Render every one of the records below as a Markdown table with two columns, Row and Line, giving each non-blank line its own numbered row and omitting blank lines.
#### Data extract ####
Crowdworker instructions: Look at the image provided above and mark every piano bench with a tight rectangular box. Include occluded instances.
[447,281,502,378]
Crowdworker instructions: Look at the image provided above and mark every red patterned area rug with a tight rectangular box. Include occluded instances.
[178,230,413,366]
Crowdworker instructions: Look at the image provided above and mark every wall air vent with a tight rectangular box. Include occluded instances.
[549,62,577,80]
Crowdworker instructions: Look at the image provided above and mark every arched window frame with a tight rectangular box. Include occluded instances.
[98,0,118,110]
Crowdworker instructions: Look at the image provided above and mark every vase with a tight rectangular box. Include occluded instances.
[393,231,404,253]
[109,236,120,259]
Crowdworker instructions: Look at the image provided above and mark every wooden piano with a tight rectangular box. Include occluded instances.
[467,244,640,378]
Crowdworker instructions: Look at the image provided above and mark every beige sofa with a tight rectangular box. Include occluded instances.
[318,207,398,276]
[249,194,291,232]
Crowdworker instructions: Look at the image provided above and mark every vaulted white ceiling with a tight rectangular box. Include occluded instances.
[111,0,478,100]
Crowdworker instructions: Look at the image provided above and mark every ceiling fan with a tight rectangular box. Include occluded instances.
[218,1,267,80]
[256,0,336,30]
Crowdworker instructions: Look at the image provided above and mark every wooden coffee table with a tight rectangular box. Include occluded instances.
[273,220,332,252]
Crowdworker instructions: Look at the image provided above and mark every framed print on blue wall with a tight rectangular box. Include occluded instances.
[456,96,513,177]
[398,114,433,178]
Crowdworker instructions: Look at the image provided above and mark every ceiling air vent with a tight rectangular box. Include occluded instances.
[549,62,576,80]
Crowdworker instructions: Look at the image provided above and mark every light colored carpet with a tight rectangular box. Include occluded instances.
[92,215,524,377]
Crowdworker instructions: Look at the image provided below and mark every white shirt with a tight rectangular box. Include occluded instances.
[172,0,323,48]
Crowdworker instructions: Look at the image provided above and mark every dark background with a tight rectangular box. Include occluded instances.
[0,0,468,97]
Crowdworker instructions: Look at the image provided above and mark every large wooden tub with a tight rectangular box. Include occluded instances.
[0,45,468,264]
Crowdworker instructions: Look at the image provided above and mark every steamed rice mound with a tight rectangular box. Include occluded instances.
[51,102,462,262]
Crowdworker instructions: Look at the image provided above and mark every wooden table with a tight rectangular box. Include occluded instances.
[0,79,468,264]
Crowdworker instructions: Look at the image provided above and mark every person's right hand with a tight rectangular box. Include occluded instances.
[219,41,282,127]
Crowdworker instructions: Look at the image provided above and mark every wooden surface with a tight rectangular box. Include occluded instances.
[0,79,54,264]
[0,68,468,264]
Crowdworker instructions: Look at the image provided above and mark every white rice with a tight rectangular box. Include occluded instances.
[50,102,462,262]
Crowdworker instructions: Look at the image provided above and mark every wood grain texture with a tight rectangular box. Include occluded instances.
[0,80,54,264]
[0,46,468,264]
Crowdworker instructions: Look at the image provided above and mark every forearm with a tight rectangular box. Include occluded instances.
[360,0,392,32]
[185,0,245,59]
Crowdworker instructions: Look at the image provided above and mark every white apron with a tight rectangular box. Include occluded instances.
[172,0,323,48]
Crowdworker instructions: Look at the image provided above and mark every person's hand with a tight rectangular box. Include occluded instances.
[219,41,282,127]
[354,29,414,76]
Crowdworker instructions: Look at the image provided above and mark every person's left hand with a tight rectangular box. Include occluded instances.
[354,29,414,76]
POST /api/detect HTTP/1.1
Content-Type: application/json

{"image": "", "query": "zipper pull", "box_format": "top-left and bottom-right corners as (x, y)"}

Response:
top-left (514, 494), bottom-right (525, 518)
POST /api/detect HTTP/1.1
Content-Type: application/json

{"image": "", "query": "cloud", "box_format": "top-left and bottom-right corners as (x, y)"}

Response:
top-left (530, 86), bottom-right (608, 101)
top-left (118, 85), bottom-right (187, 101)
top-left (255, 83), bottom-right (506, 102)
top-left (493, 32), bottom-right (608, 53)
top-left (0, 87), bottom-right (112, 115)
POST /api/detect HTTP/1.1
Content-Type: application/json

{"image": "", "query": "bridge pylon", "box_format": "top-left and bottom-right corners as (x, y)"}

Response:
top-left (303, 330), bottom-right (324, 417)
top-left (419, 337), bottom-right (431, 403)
####
§ **Exercise answer**
| Row | Line |
|---|---|
| 1 | Crowdworker instructions: Look at the image provided above and mark every piano bench with a tight rectangular box. Include occluded instances. |
| 2 | [447,281,502,378] |
| 3 | Crowdworker instructions: Look at the image provided above and mark every red patterned area rug with a tight rectangular box. Include occluded instances. |
| 4 | [178,230,413,366] |
| 5 | Crowdworker instructions: Look at the image provided above and mark every wall air vent with a tight rectangular box. Include occluded instances. |
| 6 | [549,62,577,80] |
| 7 | Crowdworker instructions: Look at the image provided above and mark every arched window frame with a tight rectangular box. Include occluded instances. |
| 8 | [98,0,118,110] |
| 9 | Crowdworker instructions: Look at the image provided above and mark every vase with a tight rectangular box. Include occluded instances. |
| 10 | [393,231,404,253] |
| 11 | [109,236,120,259] |
| 12 | Crowdworker instructions: Look at the image provided above and mark every wooden piano with a tight rectangular box. Include occluded instances. |
| 13 | [467,244,640,378] |
| 14 | Crowdworker instructions: Look at the image provided above and mark every beige sofa with a tight rectangular box. Include occluded instances. |
| 15 | [318,207,398,276] |
| 16 | [249,194,291,232] |
| 17 | Crowdworker instructions: Look at the image provided above and mark every vaulted white ceiling with a tight rectangular box. Include occluded instances. |
| 18 | [111,0,478,100] |
| 19 | Crowdworker instructions: Look at the image provided above and mark every ceiling fan with a tight rectangular box. Include occluded instances. |
| 20 | [218,1,267,80] |
| 21 | [256,0,336,30] |
| 22 | Crowdworker instructions: Look at the image provided above and mark every wooden coffee table with a tight rectangular box. Include occluded instances. |
| 23 | [273,220,332,252] |
| 24 | Crowdworker instructions: Look at the image provided above and mark every framed print on blue wall with a tight rectangular box. Include occluded instances. |
| 25 | [456,96,513,177] |
| 26 | [398,114,433,178] |
| 27 | Crowdworker instructions: Look at the image provided above and mark every ceiling air vent with a tight rectangular box. Include occluded instances. |
| 28 | [549,62,576,80] |
| 29 | Crowdworker instructions: Look at the image provided above and mark every light colored carpet with a tight rectangular box. Include occluded instances. |
| 30 | [92,215,524,377] |
| 31 | Crowdworker instructions: Look at the image provided below and mark every white shirt with a tight rectangular box. Include occluded instances. |
| 32 | [172,0,323,48] |
| 33 | Crowdworker instructions: Look at the image provided above and mark every dark background with a tight rectangular box. Include occluded instances. |
| 34 | [0,0,468,97] |
| 35 | Crowdworker instructions: Look at the image provided above and mark every large wooden tub with a tight rectangular box. Include occluded instances. |
| 36 | [0,45,468,264] |
| 37 | Crowdworker instructions: Look at the image provided above and mark every steamed rice mound with a tight rectangular box. Include occluded instances. |
| 38 | [51,102,462,262] |
| 39 | Crowdworker instructions: Look at the image provided above and mark every wooden table with a tight rectangular box. Include occluded instances. |
| 40 | [0,79,468,264] |
| 41 | Crowdworker instructions: Look at the image provided above and mark every person's right hand with a tight rectangular box. Include occluded instances. |
| 42 | [219,41,282,127] |
| 43 | Crowdworker instructions: Look at the image provided above and mark every wooden surface with a tight rectangular box. Include occluded instances. |
| 44 | [0,79,54,264] |
| 45 | [0,68,468,264] |
| 46 | Crowdworker instructions: Look at the image provided above and mark every white rice with a tight rectangular box. Include occluded instances. |
| 47 | [50,102,462,262] |
| 48 | Crowdworker instructions: Look at the image provided above and mark every wood grain texture with a tight rectangular box. Include occluded instances. |
| 49 | [0,80,54,264] |
| 50 | [0,46,468,264] |
| 51 | Crowdworker instructions: Look at the image provided above and mark every forearm with a tight rectangular box. Include occluded instances. |
| 52 | [360,0,392,32] |
| 53 | [185,0,245,59] |
| 54 | Crowdworker instructions: Look at the image provided above and mark every white apron with a tight rectangular box. Include occluded instances. |
| 55 | [172,0,323,48] |
| 56 | Crowdworker instructions: Look at the image provided above and mark every person's hand with a tight rectangular box. Include occluded instances. |
| 57 | [219,41,282,127] |
| 58 | [354,29,414,76] |
| 59 | Crowdworker instructions: Look at the image provided above and mark every person's left hand with a tight rectangular box. Include occluded instances. |
| 60 | [354,29,414,76] |
| 61 | POST /api/detect HTTP/1.1 |
| 62 | Content-Type: application/json |
| 63 | {"image": "", "query": "zipper pull", "box_format": "top-left and bottom-right corners as (x, y)"} |
| 64 | Response: |
| 65 | top-left (514, 494), bottom-right (525, 518) |
| 66 | POST /api/detect HTTP/1.1 |
| 67 | Content-Type: application/json |
| 68 | {"image": "", "query": "cloud", "box_format": "top-left and bottom-right corners as (x, y)"} |
| 69 | Response: |
| 70 | top-left (530, 86), bottom-right (608, 101) |
| 71 | top-left (118, 85), bottom-right (187, 101) |
| 72 | top-left (255, 83), bottom-right (506, 102) |
| 73 | top-left (493, 32), bottom-right (608, 53) |
| 74 | top-left (0, 87), bottom-right (112, 115) |
| 75 | POST /api/detect HTTP/1.1 |
| 76 | Content-Type: application/json |
| 77 | {"image": "", "query": "bridge pylon", "box_format": "top-left and bottom-right corners as (x, y)"} |
| 78 | Response: |
| 79 | top-left (303, 330), bottom-right (324, 417) |
| 80 | top-left (419, 337), bottom-right (431, 403) |